Exercise aim: Copy the following data exactly and drop the pictures.

★ ★ ★ ★ ★

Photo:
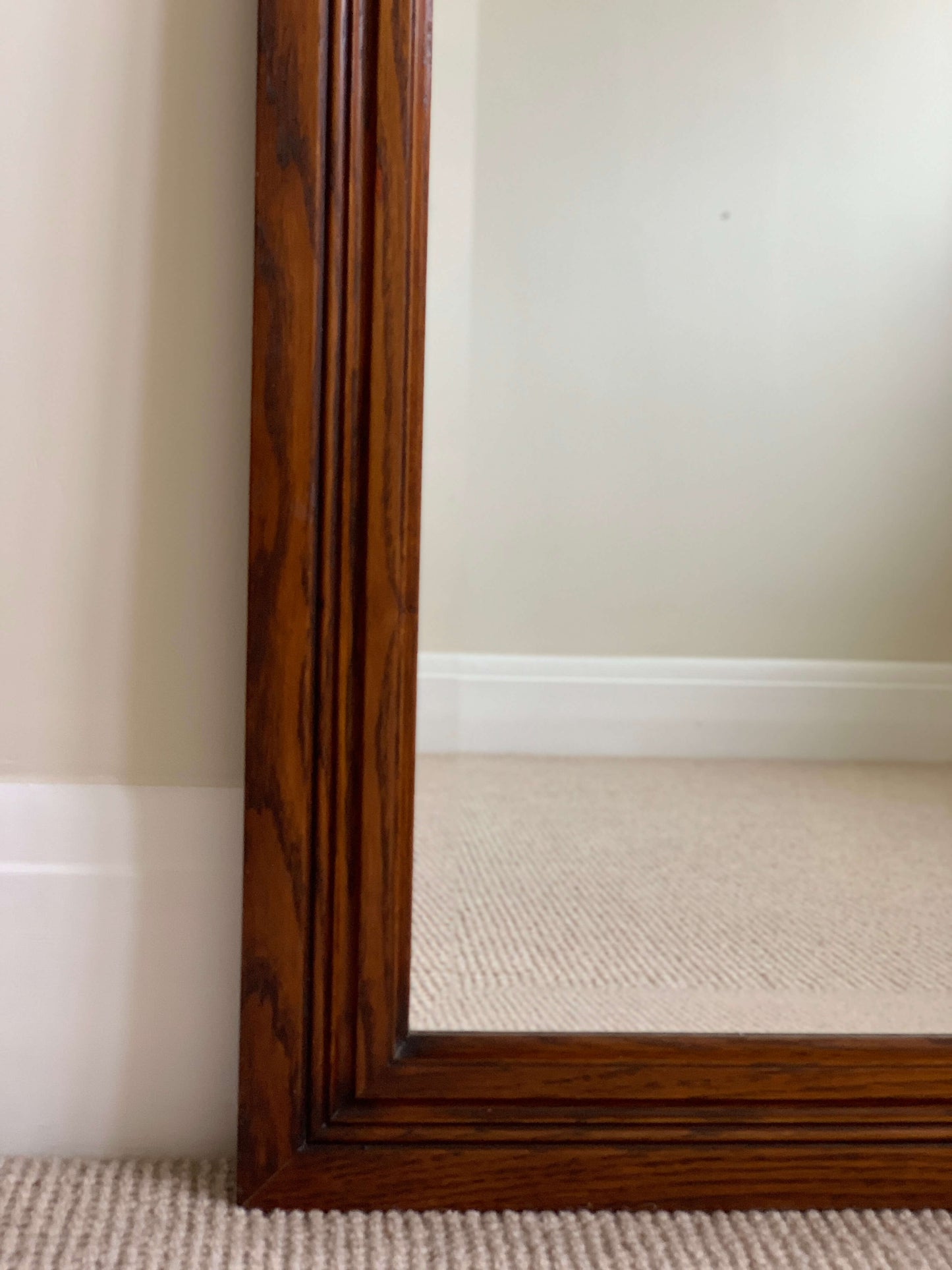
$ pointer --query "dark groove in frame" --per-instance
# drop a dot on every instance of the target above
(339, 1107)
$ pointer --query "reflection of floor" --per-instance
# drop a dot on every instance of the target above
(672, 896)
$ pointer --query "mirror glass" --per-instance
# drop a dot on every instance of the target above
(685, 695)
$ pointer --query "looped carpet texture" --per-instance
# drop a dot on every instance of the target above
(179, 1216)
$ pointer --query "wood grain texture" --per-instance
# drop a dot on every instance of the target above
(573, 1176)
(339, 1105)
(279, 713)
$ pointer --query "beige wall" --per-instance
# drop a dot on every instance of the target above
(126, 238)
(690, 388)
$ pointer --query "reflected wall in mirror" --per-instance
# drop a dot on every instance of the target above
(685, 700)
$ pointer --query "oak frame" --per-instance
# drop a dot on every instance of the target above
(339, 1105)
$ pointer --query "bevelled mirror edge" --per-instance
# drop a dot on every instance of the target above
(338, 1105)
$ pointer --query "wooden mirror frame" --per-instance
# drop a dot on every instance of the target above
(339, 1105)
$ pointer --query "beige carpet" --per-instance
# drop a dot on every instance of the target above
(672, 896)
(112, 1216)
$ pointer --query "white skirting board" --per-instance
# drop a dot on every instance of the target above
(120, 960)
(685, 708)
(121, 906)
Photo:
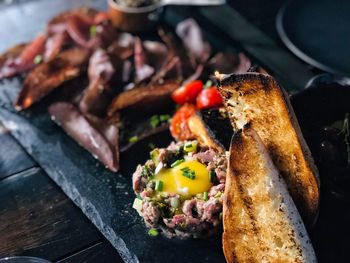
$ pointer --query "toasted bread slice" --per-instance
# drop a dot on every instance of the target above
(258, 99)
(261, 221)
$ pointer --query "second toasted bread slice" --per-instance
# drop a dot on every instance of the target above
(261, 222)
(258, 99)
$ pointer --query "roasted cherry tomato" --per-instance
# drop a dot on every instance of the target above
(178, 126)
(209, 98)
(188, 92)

★ ★ ★ ★ ★

Result of the task:
Photo:
$ pointer --query "dark groove in frame" --per-instance
# drop a dot on every instance of the target above
(339, 1107)
$ pointer --query "reflection of floor" --per-instance
# drop a dot on every instance of the target above
(672, 896)
$ pointer --query "mirror glass" --per-instance
# drop a dot on every instance of the target above
(685, 695)
$ pointer --query "looped carpet texture" --per-instance
# drop a dot on every instance of the target above
(179, 1216)
$ pointer --query "wood grain texture" --per-instance
# drop a dot on every instance of the target above
(573, 1176)
(339, 1105)
(279, 713)
$ pointer --query "beige wall" --per-instance
# drop a dot on every instance of the target above
(126, 238)
(690, 388)
$ pointer --query "reflected wall in mirror" --per-instance
# drop a dot on every instance of the target above
(685, 700)
$ pointer --query "oak frame" --per-instance
# drop a dot on every instance of the target above
(339, 1105)
$ pointer --query "bevelled mirror edge" --per-instance
# drop a dot on every instance of the target above
(338, 1105)
$ pointer --query "wooden mirror frame" --per-instance
# drop a dot on every instance of the target above
(339, 1105)
$ pointer --query "beige carpet" --per-instance
# drop a dot on every instance of the target above
(672, 896)
(112, 1216)
$ pointer --query "white skirting board" --per-instance
# drop a dot on every instance of the target above
(120, 960)
(685, 708)
(121, 906)
Photo:
$ pointer --query "toasted bread slice" --per-instance
# drop a dot on every instance of the target above
(258, 99)
(261, 221)
$ pointer --query "second toasted bread slice" --per-instance
# drop a dot on every instance of the target above
(261, 222)
(258, 99)
$ pointer --query "roasted cherry tomato" --per-instance
# drop a dot on every instance of the target above
(178, 126)
(209, 98)
(188, 92)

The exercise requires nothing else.